SELECTED TEXT -
Nocturnal monthly average profiles of the of the vertical wind variance and its dispersion during the months from May to November in the period from Aug 2008 to Oct 2016. Color legend as in Fig. 2.

The maximum number of profiles is observed in autumn, when the intensity of the breeze circulation along the coast begins to subside. A well-defined height of the nocturnal marine ABL, which fell within the sodar vertical range in Ahtopol, was observed in May, June, September, October and November and it is of the order of 260–330 m. The maximum height of the nocturnal marine ABL is observed in May (330 m), and in the summer months this height decreased and began to increase slightly after September to reach a height of 290 m in November.

The monthly average profiles of four turbulent parameters (sigW, EDR, TKE, and BP) in three different months (May, June, and November) with a defined nocturnal marine ABL height of 330 m in May, 270 m in June, and 290 m in November are shown in the graphs of Fig. 7. The changes in the sign of the vertical gradient of BP monthly average profiles are observed at almost the same height as those of the sigW profiles during the respective month. Close to the ground slightly decreasing values in height are observed in the averaged BP profiles, which are an indicator of IBL presence and slightly unstable or neutral non-disturbed marine air masses over it during the night. Height of 40–50 m AGL of IBL is confirmed by the changes of the lowest parts of the averaged profiles of BP, as the most prominent height can be indicated the one in November, where the highest values of the buoyancy parameter (buoyancy flow) are observed in combination with clearly expressed negative peak at 50 m AGL.

Fig. 7.

Heights of nocturnal coastal CBL (marine air masses). May – 330 m (25 sigW profiles); June – 270 m (6 profiles); November – 290 m (146 profiles). Color legend as in Fig. 2.

The changes in the atmospheric stratification probability distribution values in height of nocturnal marine air masses for the months of May, June and November are shown in the Fig. 8. Compared to the graphs of land profiles (Fig. 5), the marine air masses (Fig. 8) have revealed more unstable thermo-dynamical state of the atmosphere. Neutrally stratified atmosphere (D) is observed as dominant stratification in all nocturnal marine air masses with mean probability values in the range of 56% to 72% for the months of May, June and November (respectively Fig. 8 – a, b, c). The second dominant stability class for the months of May, June and November is slightly stable (E) and as the third one cloud be pointed the slightly unstable (C) with mean probability values in the range of 6% to 12%. The stable stratification (F) is observed only for the months November with mean value below 1% (Fig. 8 – c). The largest instability of the thermodynamical state of all cases considered in Fig. 8 are observed in the averaged profiles of nocturnal marine air masses for the months of May (Fig. 8 – a).

Fig. 8.

Monthly diagrams of stability classes probabilities at different heights nocturnal coastal CBL (marine air masses). May – a); June – b); November – c. Color legend as in Fig. 5.

4.3 Daytime CBL of Land Air Masses

During the warm half of the year, and during the transition seasons in the southern Black Sea climatic sub-region in Bulgaria due to the mild climate, many sunny days, and warming of the ground surface, convective conditions in the ABL are expected. When a flow of land air masses passes over the sodar during the day, it is expected that the characteristics of convective ABL (CBL) will stand out in the observed profiles.

GOALS -
(a) Answer from the sodar passage:
(i) In which month is the nocturnal marine ABL at its highest, and how high is it?
(ii) How many profiles are listed for November in the Fig. 7 caption?
(iii) Which stratification class is dominant in all nocturnal marine air masses, and what is its range of mean probability values?
(b) Carry on writing the sodar passage, starting right after its last sentence.

DATA LINES -
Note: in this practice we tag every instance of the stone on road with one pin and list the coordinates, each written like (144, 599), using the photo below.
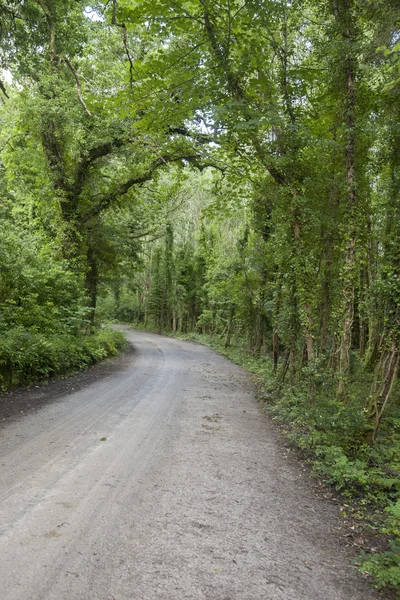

ANSWERS BY TASK -
(a)
(i) May, at 330 m.
(ii) 146 profiles.
(iii) Neutral stratification (D), with mean probability values of 56% to 72%.

(b)
Different numbers of profiles are involved into the monthly analyses during the different months presented in Table 1 (third main period on the left), corresponding to the respective selected conditions for convective regime of the atmosphere during the day (10 ÷ 15 EET; 170 ÷ 290°). The warmest months (from June to September) are excluded from this study due to the low availability of this type of profiles determined by the presence of local coastal circulation (sea breeze) and the corresponding prevailing marine air masses during the day, as well as the inability of the sodar vertical range to cover such deep CBL of land air masses. Following the analysis scheme from the previous parts, Fig. 9 compares the average monthly profiles of vertical wind variances and their dispersions, but this time in March, April, May, November and October. Again, above each graph the maximum number of profiles involved in the derivation of the average values is shown. There is an increase in the height of CBL from 240 to 300 m with the onset of the warm season from March to May and a decrease from 410 to 300 m from October to November. Well-defined heights of 240 and 300 m AGL of daytime CBL of land air masses with the largest number of involved profiles in the calculation of the average monthly values are observed in March, April, and November in Fig. 10.

Fig. 9.

Daytime monthly average profiles of the of the vertical wind variance and its dispersion during the months from March to May, October and November in the period from Aug 2008 to Oct 2016. Color legend as in Fig. 2.

Fig. 10.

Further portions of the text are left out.